## YOUR OBJECTIVE
Please write out exactly the lines of the data below from the line holding "Where can you see the white wall" through the line holding "Where can you see the puffer", and leave out the rest.

## INPUT MATERIAL
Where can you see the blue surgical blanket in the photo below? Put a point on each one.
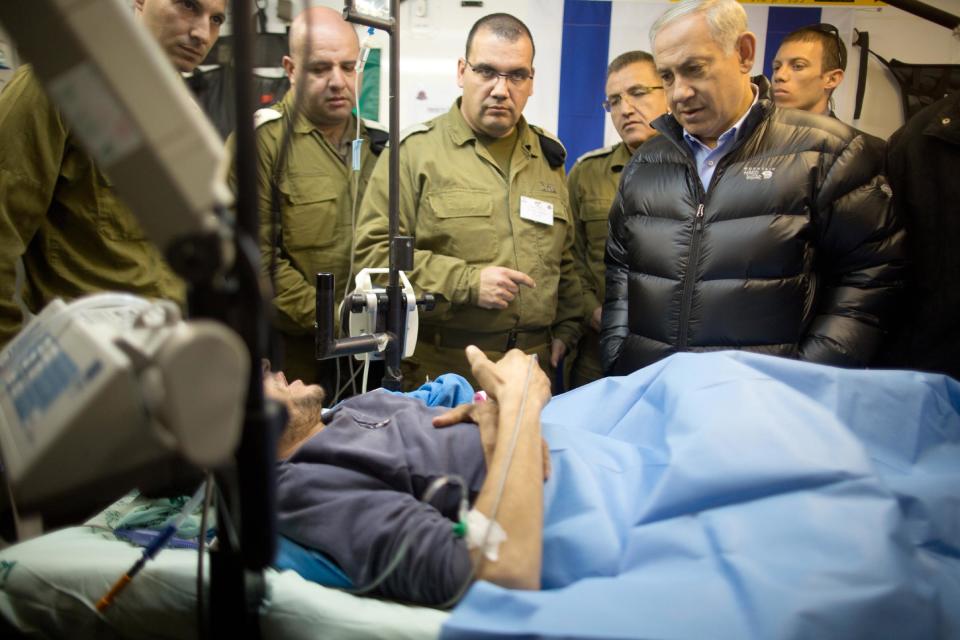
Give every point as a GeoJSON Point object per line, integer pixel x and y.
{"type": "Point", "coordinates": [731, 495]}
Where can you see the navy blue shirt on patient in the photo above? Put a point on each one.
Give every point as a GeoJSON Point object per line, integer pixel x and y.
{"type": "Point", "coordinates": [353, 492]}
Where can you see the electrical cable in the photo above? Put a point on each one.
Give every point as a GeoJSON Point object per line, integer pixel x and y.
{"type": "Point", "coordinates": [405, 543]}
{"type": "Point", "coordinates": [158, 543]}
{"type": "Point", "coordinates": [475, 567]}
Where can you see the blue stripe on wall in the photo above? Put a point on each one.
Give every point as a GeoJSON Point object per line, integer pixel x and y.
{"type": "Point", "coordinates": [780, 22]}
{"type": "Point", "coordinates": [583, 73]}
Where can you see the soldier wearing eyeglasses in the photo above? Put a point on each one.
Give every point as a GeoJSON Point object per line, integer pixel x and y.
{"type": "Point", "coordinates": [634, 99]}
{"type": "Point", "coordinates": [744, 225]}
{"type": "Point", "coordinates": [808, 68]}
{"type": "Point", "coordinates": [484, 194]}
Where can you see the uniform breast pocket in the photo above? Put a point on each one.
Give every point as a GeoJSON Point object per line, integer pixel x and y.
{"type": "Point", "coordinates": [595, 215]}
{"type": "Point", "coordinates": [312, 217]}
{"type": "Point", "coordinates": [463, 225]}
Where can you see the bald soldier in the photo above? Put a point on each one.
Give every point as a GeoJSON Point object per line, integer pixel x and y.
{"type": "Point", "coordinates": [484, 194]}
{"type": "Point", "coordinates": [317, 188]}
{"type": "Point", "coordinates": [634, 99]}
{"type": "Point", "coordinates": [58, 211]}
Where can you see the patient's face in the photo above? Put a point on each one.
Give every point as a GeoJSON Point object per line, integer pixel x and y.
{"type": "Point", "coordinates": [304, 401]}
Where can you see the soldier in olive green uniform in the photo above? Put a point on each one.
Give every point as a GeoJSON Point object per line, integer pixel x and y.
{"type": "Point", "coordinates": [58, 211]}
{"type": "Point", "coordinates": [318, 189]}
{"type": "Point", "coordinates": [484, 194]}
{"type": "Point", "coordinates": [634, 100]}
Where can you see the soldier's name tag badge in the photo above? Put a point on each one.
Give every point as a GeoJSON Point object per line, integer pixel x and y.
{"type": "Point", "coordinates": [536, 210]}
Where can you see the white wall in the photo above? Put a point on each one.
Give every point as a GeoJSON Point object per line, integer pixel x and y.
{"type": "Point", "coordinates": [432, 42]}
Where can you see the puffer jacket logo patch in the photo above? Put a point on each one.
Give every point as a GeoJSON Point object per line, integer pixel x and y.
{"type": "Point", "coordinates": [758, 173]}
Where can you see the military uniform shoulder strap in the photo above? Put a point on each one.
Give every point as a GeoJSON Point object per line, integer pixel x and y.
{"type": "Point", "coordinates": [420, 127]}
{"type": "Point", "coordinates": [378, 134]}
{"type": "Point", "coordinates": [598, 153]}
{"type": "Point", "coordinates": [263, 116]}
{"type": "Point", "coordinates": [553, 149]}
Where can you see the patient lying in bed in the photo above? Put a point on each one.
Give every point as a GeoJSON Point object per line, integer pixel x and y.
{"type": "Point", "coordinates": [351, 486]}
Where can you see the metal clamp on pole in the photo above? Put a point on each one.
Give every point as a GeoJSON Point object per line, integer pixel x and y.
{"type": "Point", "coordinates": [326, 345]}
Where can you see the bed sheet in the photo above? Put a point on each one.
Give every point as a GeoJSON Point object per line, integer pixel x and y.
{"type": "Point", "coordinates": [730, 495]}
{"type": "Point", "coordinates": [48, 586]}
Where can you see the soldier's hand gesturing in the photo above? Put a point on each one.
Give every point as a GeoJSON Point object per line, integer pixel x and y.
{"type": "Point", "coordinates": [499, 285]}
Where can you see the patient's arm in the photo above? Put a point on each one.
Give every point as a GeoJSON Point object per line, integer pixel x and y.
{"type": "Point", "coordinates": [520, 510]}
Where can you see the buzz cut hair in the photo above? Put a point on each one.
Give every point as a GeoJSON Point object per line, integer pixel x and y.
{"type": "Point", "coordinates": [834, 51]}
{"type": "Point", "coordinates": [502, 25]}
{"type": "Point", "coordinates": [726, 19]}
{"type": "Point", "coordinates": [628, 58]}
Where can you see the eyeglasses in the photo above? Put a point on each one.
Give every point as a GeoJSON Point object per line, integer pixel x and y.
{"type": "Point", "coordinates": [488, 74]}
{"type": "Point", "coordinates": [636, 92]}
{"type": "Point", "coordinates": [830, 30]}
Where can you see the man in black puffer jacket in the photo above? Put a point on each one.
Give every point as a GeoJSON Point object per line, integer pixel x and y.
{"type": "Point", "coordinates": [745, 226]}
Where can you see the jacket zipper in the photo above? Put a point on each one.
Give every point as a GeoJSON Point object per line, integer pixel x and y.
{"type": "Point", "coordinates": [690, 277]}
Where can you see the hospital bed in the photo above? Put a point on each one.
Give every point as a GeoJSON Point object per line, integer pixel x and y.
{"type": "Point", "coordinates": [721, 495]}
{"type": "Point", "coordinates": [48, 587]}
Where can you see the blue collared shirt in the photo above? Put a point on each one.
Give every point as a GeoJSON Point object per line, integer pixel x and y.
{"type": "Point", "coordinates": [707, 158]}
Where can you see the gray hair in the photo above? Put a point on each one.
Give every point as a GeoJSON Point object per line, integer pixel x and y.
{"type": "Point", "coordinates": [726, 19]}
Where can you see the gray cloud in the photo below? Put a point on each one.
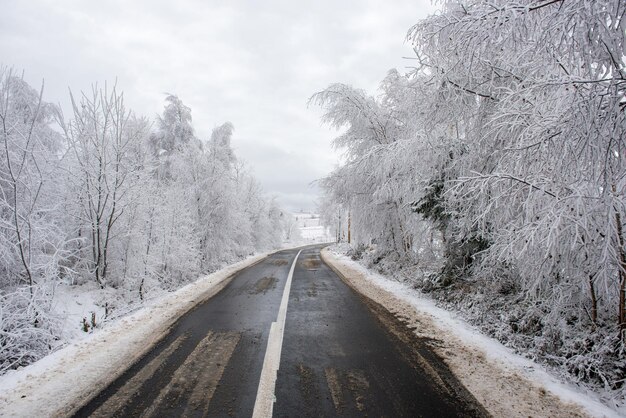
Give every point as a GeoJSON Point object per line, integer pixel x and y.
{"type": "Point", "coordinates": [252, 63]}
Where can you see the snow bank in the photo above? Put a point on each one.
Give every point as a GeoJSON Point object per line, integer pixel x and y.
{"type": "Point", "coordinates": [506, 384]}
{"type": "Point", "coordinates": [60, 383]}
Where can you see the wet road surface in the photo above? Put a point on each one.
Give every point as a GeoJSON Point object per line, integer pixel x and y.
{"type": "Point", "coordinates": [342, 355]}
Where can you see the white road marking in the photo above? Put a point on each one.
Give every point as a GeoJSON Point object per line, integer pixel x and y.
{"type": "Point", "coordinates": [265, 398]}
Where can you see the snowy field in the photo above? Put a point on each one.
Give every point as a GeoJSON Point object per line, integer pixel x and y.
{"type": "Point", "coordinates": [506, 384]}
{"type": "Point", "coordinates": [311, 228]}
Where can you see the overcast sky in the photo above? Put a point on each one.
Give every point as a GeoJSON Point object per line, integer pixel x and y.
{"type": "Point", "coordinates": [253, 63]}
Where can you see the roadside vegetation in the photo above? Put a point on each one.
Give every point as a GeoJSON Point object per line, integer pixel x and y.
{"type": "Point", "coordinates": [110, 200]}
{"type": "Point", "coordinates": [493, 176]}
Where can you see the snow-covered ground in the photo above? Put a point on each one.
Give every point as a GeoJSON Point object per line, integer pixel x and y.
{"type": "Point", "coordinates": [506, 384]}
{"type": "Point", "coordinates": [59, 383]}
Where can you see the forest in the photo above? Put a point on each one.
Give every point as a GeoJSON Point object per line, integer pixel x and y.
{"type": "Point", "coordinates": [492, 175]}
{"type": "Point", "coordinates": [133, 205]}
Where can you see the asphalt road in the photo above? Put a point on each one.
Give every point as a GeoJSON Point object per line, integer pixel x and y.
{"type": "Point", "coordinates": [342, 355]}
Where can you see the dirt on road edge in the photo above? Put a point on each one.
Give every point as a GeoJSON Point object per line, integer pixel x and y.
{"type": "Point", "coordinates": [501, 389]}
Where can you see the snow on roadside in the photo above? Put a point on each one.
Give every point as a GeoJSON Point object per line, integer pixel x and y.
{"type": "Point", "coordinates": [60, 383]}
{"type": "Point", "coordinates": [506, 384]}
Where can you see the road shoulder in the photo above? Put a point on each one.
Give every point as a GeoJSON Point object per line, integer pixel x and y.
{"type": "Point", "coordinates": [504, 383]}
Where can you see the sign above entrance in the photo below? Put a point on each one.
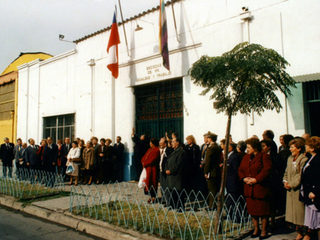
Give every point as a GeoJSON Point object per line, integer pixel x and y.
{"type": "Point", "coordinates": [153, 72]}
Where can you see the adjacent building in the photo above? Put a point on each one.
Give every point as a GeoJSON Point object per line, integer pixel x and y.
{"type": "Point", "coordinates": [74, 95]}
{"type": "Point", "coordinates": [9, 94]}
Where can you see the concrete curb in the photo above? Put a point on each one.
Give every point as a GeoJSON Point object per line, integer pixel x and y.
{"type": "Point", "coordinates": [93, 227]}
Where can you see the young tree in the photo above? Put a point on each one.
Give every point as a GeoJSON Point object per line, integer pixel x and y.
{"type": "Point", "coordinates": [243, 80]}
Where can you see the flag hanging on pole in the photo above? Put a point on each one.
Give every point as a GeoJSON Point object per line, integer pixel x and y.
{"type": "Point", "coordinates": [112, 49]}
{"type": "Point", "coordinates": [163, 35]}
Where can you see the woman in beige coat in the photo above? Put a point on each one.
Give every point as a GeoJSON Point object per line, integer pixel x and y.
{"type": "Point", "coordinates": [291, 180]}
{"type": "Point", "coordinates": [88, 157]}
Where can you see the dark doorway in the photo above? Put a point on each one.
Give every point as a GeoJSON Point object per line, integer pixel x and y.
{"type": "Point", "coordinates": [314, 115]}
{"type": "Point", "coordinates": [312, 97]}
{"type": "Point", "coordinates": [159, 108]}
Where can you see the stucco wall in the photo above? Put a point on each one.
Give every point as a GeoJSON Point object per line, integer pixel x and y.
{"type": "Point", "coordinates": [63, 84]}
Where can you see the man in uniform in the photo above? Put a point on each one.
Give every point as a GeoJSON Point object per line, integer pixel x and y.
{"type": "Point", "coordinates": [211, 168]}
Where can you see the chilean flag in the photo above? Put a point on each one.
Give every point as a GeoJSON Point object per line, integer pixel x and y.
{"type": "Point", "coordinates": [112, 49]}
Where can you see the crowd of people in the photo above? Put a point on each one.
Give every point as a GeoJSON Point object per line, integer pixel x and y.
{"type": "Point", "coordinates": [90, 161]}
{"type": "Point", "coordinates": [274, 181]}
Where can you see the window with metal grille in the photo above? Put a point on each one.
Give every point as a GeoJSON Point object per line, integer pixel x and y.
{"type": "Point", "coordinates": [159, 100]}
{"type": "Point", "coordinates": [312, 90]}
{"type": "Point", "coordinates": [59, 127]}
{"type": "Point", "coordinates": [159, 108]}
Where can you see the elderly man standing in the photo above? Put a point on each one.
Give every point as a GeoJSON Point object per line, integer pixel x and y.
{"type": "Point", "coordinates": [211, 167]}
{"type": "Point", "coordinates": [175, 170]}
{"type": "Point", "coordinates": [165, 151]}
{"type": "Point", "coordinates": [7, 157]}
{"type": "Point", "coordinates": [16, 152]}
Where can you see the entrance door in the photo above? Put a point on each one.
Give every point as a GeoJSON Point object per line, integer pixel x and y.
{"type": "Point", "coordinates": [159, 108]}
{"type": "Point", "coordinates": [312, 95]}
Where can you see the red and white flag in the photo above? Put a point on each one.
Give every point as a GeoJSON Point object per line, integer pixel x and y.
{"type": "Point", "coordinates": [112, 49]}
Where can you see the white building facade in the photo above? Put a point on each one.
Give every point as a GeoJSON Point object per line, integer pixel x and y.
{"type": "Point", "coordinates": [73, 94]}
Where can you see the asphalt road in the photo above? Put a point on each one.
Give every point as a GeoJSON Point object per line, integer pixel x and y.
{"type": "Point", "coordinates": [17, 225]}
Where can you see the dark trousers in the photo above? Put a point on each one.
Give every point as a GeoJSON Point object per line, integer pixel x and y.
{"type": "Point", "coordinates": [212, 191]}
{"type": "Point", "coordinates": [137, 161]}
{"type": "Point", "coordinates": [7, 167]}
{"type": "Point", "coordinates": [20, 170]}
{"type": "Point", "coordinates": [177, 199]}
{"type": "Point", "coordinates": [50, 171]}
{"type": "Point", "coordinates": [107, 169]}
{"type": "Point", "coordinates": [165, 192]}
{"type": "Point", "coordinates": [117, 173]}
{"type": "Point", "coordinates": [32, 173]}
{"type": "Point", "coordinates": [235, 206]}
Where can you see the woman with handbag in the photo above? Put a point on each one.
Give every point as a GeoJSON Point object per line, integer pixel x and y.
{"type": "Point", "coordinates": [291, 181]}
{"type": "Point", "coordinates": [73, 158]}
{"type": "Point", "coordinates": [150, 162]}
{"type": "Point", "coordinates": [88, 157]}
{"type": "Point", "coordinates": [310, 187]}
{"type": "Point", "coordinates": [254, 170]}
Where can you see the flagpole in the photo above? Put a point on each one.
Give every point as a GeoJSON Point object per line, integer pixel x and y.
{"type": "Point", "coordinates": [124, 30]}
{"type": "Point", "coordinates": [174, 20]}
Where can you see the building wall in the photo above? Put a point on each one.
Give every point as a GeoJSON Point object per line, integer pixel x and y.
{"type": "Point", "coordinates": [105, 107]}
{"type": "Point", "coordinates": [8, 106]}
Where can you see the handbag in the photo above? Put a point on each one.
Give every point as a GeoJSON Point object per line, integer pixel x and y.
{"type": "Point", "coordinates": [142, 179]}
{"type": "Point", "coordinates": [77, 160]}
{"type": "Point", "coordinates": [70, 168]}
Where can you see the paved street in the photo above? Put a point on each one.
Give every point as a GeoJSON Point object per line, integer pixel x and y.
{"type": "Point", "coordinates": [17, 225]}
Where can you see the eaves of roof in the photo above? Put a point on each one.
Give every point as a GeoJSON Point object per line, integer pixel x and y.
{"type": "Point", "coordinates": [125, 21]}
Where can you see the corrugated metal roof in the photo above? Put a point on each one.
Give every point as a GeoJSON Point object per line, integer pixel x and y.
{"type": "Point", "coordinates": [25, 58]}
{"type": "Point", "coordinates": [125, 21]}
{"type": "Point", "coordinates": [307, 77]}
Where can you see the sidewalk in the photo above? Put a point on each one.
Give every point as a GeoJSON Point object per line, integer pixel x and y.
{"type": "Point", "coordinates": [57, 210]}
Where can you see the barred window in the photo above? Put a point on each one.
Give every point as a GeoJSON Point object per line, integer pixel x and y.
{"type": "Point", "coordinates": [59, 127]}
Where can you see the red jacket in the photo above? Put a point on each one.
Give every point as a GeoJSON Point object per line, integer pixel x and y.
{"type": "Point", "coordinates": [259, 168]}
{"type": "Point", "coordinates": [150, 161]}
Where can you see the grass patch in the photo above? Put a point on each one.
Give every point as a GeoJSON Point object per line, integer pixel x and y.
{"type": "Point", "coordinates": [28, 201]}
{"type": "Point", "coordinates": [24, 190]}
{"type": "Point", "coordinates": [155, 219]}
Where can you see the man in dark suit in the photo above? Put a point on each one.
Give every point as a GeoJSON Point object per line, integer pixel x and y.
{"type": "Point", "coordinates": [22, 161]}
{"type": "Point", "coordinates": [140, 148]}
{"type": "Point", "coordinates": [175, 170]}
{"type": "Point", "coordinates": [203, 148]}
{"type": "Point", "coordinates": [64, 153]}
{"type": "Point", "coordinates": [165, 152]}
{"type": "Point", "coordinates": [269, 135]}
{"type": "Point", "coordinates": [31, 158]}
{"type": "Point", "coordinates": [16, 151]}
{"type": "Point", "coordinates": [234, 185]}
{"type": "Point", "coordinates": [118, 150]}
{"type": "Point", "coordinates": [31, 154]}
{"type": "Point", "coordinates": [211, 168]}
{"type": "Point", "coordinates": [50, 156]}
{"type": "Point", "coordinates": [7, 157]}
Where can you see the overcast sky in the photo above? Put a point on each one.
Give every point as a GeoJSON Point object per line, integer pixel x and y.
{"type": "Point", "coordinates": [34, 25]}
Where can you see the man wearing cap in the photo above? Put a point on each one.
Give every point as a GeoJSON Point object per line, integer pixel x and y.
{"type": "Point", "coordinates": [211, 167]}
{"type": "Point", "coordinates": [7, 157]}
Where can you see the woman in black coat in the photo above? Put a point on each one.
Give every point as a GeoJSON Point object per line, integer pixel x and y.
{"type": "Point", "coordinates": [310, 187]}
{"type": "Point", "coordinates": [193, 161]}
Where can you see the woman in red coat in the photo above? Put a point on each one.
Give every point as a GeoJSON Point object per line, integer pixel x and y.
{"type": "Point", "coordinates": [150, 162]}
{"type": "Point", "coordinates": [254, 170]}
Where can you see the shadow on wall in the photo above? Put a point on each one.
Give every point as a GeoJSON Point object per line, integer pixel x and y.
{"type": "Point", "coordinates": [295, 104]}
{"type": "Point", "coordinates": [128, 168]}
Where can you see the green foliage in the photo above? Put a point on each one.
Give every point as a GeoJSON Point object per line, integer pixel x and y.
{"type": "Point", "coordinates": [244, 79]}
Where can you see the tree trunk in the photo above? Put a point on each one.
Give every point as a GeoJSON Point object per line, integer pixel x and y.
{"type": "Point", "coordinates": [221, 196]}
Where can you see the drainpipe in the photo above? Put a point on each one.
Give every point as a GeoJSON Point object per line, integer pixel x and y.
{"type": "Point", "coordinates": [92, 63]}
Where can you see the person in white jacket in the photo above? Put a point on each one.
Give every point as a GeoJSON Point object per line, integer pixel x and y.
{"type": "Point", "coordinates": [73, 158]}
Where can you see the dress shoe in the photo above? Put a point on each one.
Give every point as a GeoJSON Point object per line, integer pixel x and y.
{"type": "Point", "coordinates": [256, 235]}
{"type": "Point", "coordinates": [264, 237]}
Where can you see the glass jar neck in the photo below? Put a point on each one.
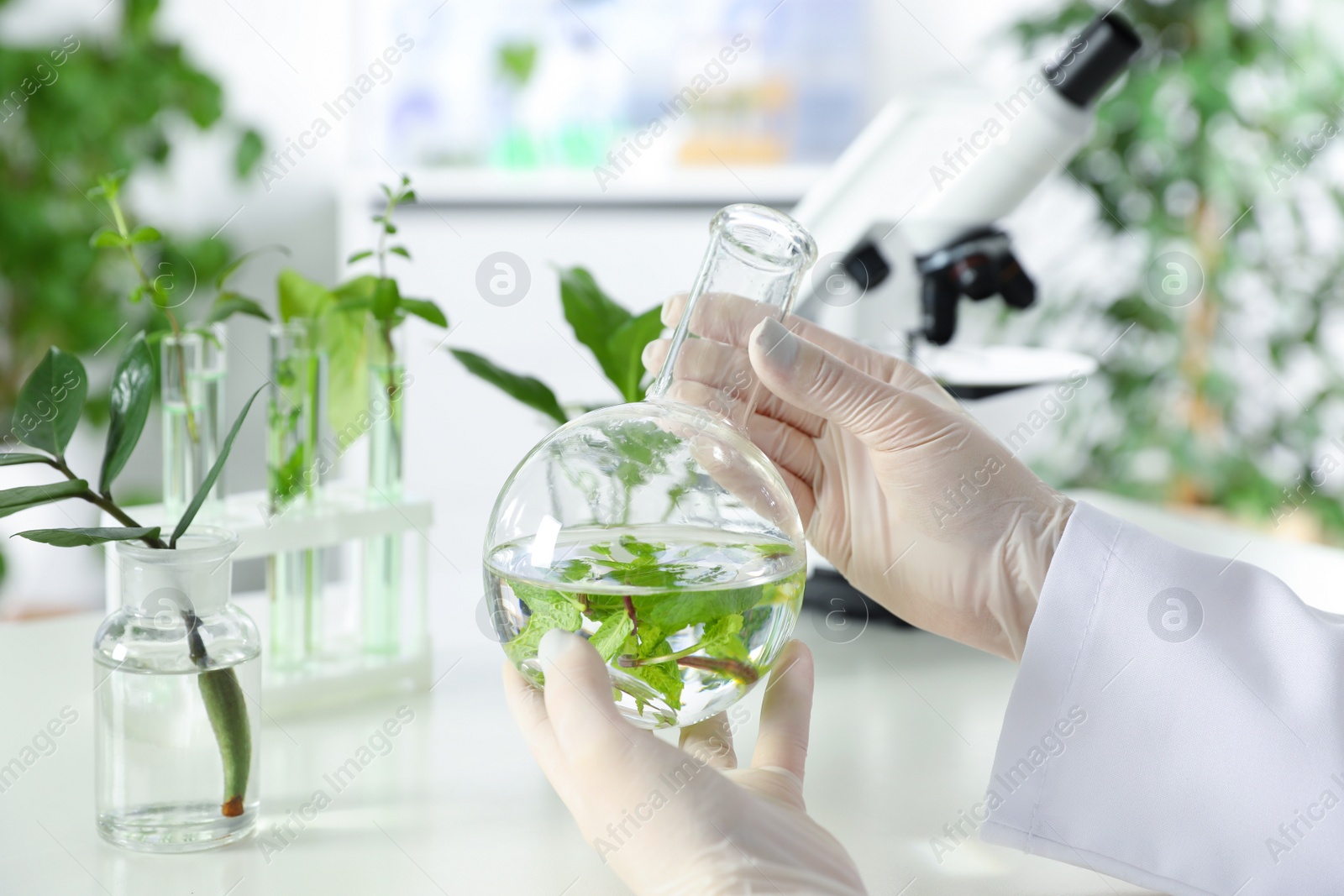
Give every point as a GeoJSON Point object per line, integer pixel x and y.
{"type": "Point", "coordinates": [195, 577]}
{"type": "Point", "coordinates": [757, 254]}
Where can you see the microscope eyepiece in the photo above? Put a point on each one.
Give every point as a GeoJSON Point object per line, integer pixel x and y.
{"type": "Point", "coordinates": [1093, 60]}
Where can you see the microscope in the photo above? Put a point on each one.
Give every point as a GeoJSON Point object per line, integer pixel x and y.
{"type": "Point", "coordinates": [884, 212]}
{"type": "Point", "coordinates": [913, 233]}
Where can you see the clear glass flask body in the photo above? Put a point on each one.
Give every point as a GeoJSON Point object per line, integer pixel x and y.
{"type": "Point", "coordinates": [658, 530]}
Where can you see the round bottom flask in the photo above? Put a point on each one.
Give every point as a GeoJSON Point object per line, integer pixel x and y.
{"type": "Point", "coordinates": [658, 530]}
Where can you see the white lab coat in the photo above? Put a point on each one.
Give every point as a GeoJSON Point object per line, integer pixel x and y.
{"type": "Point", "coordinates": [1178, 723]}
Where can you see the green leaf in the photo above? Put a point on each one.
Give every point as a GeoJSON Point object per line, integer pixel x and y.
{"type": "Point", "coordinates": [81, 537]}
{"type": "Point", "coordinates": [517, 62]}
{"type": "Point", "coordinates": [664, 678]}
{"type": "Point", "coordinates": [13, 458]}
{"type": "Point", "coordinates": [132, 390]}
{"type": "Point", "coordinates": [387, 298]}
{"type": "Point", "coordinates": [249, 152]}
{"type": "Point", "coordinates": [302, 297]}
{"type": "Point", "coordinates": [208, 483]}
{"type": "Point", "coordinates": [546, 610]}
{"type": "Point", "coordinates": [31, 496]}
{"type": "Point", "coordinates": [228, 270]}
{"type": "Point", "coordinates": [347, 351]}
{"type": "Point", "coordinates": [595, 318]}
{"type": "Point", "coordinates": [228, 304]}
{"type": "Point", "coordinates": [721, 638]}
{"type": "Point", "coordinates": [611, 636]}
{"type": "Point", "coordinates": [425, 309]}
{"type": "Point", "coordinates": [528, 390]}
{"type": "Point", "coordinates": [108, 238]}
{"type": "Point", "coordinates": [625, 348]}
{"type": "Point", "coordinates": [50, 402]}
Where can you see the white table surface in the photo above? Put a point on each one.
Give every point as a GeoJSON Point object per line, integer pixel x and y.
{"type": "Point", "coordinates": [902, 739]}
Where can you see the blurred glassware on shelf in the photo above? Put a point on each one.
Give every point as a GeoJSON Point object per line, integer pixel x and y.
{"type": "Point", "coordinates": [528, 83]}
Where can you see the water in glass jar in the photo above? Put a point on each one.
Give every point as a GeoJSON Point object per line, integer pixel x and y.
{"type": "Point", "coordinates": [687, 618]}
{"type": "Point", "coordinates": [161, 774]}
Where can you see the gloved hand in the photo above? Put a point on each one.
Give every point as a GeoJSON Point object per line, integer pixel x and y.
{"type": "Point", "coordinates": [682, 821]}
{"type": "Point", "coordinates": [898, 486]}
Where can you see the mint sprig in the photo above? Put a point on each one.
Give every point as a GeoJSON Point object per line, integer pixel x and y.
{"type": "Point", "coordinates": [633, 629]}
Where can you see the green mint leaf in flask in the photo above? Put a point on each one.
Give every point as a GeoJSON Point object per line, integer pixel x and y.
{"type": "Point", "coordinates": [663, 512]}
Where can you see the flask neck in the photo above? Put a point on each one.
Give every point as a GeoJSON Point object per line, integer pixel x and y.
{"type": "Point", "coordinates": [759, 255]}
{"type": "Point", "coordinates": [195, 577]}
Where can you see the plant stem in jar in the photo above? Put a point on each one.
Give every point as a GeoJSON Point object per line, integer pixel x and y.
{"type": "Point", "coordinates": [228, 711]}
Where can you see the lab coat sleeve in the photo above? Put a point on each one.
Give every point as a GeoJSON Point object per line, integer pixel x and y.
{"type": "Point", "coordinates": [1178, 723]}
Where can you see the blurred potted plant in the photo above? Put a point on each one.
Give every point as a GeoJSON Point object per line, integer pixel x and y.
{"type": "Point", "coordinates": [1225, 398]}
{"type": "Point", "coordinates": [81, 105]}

## TASK SOLUTION
Where can you see the white wall in the photo above? Put a point on each one.
Give every point as a GeoJSON Point object per line, integer pixel x and y.
{"type": "Point", "coordinates": [432, 42]}
Where can you see the puffer jacket logo patch in the photo above? Put a point on each one.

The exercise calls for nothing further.